### Dataset content
============

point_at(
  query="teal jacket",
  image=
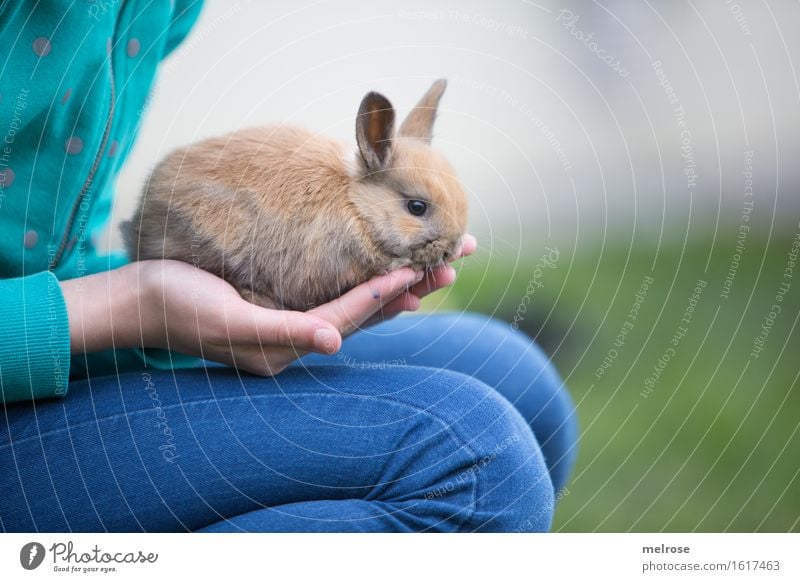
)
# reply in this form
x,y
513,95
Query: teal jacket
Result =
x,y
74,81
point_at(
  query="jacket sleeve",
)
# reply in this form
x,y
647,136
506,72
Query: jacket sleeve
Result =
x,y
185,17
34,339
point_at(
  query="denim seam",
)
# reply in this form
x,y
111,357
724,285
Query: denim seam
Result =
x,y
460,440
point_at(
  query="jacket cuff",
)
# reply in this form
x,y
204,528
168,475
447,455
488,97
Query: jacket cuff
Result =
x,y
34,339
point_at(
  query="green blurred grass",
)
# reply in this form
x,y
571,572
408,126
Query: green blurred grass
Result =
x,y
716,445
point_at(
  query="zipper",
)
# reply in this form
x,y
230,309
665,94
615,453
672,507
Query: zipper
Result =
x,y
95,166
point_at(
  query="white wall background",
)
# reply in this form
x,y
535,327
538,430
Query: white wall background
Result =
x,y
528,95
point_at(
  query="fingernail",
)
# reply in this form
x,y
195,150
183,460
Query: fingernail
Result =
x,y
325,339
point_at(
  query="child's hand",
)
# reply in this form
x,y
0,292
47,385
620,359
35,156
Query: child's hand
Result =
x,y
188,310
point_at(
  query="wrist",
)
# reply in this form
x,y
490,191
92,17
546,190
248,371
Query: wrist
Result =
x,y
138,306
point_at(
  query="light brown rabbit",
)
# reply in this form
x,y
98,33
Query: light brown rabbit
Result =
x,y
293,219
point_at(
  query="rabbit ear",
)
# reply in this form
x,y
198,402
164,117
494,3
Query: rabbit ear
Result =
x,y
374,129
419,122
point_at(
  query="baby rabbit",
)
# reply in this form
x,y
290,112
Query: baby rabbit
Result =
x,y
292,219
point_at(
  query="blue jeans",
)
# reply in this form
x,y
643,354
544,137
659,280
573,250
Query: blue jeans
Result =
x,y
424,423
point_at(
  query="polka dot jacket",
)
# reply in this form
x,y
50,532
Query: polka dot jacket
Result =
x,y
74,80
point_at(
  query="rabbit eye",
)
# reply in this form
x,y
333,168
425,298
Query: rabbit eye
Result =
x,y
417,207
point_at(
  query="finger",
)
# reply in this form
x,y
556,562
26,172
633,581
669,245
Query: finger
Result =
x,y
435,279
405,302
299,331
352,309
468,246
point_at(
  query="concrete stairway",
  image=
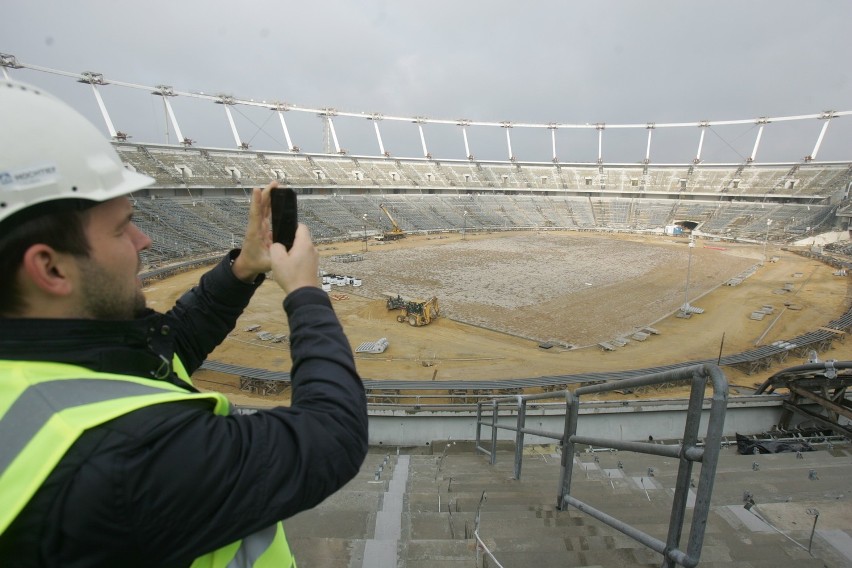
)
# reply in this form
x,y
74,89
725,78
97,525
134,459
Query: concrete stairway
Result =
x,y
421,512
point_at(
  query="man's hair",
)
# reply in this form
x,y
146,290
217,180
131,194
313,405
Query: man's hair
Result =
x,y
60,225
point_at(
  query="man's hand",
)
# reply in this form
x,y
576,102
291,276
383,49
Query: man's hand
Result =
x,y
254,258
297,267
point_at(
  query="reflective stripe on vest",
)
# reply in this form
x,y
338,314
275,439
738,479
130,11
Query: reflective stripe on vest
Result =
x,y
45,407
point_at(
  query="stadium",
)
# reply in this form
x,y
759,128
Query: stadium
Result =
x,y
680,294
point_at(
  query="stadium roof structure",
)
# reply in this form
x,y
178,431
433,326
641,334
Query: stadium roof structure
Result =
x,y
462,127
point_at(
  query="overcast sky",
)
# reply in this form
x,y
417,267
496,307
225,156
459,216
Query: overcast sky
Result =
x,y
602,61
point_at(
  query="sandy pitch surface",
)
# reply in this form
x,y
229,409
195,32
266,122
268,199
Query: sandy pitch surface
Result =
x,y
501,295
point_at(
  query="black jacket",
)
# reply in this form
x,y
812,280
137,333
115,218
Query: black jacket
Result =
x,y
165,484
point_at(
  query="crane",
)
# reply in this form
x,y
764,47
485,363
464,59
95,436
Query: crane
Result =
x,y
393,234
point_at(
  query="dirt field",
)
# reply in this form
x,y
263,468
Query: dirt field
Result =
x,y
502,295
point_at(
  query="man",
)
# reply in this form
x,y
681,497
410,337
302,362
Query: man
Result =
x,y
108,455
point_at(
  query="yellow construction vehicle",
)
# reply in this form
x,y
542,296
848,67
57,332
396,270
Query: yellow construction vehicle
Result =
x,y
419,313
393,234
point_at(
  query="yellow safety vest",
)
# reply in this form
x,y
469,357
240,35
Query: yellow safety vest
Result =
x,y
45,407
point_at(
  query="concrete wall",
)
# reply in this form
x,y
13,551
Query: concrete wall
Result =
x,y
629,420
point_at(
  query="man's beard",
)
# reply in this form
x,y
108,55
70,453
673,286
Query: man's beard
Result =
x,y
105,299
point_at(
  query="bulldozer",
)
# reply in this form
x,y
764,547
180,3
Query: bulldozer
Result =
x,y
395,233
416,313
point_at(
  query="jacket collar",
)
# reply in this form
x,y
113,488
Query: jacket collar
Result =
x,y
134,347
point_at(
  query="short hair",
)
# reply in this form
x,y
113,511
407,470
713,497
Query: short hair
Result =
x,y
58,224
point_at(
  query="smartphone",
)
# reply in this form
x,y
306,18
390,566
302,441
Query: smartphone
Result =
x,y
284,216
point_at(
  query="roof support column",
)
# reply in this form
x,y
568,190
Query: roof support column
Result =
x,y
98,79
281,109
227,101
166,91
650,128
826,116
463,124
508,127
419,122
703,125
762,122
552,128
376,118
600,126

============

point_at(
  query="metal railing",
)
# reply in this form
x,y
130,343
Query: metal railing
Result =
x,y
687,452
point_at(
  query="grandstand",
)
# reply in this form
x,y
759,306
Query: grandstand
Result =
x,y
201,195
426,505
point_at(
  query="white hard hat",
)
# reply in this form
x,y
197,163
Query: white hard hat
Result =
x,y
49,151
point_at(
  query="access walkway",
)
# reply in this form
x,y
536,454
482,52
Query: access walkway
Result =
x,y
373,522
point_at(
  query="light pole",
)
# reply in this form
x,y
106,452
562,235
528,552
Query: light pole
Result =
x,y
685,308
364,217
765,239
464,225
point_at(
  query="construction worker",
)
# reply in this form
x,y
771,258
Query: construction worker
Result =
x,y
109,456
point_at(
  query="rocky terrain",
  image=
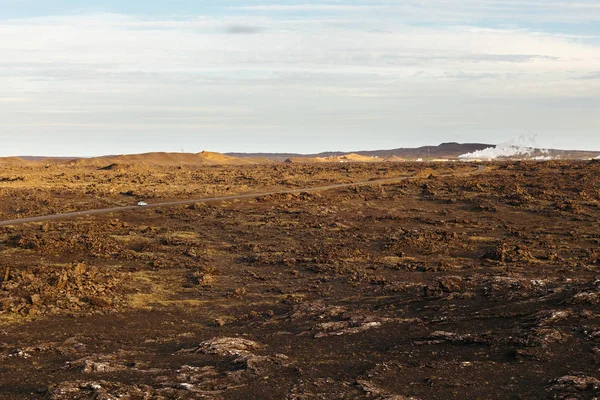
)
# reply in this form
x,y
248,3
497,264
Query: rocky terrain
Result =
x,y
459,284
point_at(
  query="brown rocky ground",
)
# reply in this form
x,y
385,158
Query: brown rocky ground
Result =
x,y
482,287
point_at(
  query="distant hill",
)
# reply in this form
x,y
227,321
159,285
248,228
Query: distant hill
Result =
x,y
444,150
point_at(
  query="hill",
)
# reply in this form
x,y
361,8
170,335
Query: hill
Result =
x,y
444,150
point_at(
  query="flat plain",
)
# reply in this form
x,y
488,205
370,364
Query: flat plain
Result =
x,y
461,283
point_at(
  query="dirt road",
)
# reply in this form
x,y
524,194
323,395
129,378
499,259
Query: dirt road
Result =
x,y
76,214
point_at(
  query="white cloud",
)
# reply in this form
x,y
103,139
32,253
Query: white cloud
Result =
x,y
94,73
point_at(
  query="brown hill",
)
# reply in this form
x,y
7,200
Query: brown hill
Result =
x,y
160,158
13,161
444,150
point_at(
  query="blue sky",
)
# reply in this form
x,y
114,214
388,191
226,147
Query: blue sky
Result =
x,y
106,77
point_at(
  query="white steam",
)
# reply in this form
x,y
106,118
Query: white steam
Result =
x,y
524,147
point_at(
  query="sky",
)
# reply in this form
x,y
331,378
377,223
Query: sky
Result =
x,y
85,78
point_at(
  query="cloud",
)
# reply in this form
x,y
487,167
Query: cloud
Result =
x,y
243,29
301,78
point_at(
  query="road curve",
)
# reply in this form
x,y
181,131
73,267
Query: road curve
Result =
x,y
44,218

============

### Exercise requirements
Report how many lines of the data above contain the word "access", treating uppercase and lowercase letters as different, and give only the number.

### Task response
2